▶ Excerpted passage
★ ★ ★
Microsoft.MachineLearningServices workspaces/onlineEndpoints/deployments 2024-01-01-preview

Article
12/09/2024

Bicep resource definition

The workspaces/onlineEndpoints/deployments resource type can be deployed with operations that target:

Resource groups - See resource group deployment commands

For a list of changed properties in each API version, see change log.

Resource format

To create a Microsoft.MachineLearningServices/workspaces/onlineEndpoints/deployments resource, add the following Bicep to your template.

resource symbolicname 'Microsoft.MachineLearningServices/workspaces/onlineEndpoints/deployments@2024-01-01-preview' = {
  parent: resourceSymbolicName
  identity: {
    type: 'string'
    userAssignedIdentities: {
      {customized property}: {}
    }
  }
  kind: 'string'
  location: 'string'
  name: 'string'
  properties: {
    appInsightsEnabled: bool
    codeConfiguration: {
      codeId: 'string'
      scoringScript: 'string'
    }
    dataCollector: {
      collections: {
        {customized property}: {
          clientId: 'string'
          dataCollectionMode: 'string'
          dataId: 'string'
          samplingRate: int
        }
      }
      requestLogging: {
        captureHeaders: [
          'string'
        ]
      }
      rollingRate: 'string'
    }
    description: 'string'
    egressPublicNetworkAccess: 'string'
    environmentId: 'string'
    environmentVariables: {
      {customized property}: 'string'
    }
    instanceType: 'string'
    livenessProbe: {
      failureThreshold: int
      initialDelay: 'string'
      period: 'string'
      successThreshold: int
      timeout: 'string'
    }
    model: 'string'
    modelMountPath: 'string'
    properties: {
      {customized property}: 'string'
    }
    readinessProbe: {
      failureThreshold: int
      initialDelay: 'string'
      period: 'string'
      successThreshold: int
      timeout: 'string'
    }
    requestSettings: {
      maxConcurrentRequestsPerInstance: int
      maxQueueWait: 'string'
      requestTimeout: 'string'
    }
    scaleSettings: {
      scaleType: 'string'
      // For remaining properties, see OnlineScaleSettings objects
    }
    endpointComputeType: 'string'
    // For remaining properties, see OnlineDeploymentProperties objects
  }
  sku: {
    capacity: int
    family: 'string'
    name: 'string'
    size: 'string'
    tier: 'string'
  }
  tags: {
    {customized property}: 'string'
  }
}

OnlineScaleSettings objects

Set the scaleType property to specify the type of object.
★ ★ ★
▶ Requirement 1
Can you retype the entries from the line with "arched stained glass window that the sensor captured." up to and including the line with "[352,116,364,180]"?

▶ Entries of labeled boxes
★ ★ ★
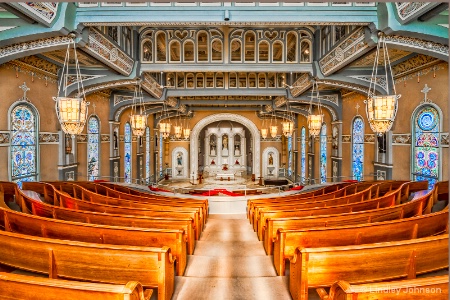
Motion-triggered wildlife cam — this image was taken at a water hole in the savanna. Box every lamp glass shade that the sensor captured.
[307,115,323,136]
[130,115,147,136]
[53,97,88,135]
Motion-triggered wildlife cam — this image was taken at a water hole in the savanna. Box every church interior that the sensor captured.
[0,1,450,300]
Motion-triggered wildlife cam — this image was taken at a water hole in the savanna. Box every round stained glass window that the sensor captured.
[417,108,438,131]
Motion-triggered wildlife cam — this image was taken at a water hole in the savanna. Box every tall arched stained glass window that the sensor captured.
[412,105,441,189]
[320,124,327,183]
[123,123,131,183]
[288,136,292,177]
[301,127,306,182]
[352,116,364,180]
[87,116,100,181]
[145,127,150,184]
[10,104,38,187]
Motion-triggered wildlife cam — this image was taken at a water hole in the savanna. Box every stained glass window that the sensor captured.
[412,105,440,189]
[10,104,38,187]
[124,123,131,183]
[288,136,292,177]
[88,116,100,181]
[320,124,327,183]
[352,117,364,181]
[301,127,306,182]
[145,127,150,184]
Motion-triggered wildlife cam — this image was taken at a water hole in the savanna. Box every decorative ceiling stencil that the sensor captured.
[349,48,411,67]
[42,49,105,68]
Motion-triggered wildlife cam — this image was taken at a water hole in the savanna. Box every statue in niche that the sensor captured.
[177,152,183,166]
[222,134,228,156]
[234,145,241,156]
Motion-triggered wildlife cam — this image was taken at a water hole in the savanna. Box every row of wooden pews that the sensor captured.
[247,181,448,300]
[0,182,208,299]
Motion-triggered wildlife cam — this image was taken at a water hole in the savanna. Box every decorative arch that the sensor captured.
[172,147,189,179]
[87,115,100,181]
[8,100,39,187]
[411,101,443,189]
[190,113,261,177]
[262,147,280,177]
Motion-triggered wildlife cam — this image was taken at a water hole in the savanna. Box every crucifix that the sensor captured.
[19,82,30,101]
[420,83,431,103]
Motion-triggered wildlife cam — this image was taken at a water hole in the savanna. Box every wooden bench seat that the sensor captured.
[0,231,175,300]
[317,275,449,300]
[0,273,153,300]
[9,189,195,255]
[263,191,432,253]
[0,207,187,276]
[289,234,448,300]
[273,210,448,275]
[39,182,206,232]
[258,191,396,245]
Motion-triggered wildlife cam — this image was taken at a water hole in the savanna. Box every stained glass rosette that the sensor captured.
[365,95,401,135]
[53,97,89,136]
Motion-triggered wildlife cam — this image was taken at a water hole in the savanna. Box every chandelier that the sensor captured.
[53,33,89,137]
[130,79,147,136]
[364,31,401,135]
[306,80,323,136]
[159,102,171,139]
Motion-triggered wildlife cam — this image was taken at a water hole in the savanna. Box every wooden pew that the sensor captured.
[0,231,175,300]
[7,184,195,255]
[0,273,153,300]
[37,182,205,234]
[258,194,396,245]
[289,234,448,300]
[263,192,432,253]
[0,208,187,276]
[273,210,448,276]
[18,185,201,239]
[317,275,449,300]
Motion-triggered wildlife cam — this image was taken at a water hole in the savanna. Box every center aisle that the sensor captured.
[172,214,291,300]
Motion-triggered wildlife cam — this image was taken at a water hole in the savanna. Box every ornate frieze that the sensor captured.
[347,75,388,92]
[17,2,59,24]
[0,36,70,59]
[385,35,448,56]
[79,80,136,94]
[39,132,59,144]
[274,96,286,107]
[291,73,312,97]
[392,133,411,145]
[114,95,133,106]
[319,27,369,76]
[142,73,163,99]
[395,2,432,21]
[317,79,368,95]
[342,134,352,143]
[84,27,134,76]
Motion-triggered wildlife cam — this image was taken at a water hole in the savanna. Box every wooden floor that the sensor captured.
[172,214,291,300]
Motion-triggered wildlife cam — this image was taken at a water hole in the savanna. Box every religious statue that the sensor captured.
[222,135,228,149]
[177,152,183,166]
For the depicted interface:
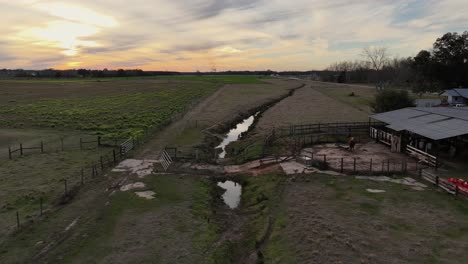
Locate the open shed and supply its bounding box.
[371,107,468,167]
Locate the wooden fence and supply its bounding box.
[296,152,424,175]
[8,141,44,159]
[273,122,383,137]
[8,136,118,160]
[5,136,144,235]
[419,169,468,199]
★ ★ ★
▶ Requirement 2
Would you reproduce the Bicep resource definition word for word, from "The workspaces/onlineEndpoints/deployments resource" up to and including "see change log."?

▶ Complete answer 1
Motion-triggered wildlife cam — this image was taken at a water hole in the savanna. Box every tall arched stained glass window that the sensor captured.
[412,105,441,189]
[320,124,327,183]
[123,123,131,183]
[288,136,292,177]
[301,127,306,182]
[352,116,364,180]

▶ Complete answer 2
The workspaces/onlineEndpoints/deployments resource type can be deployed with operations that target:

Resource groups - See resource group deployment commands

For a list of changed properties in each API version, see change log.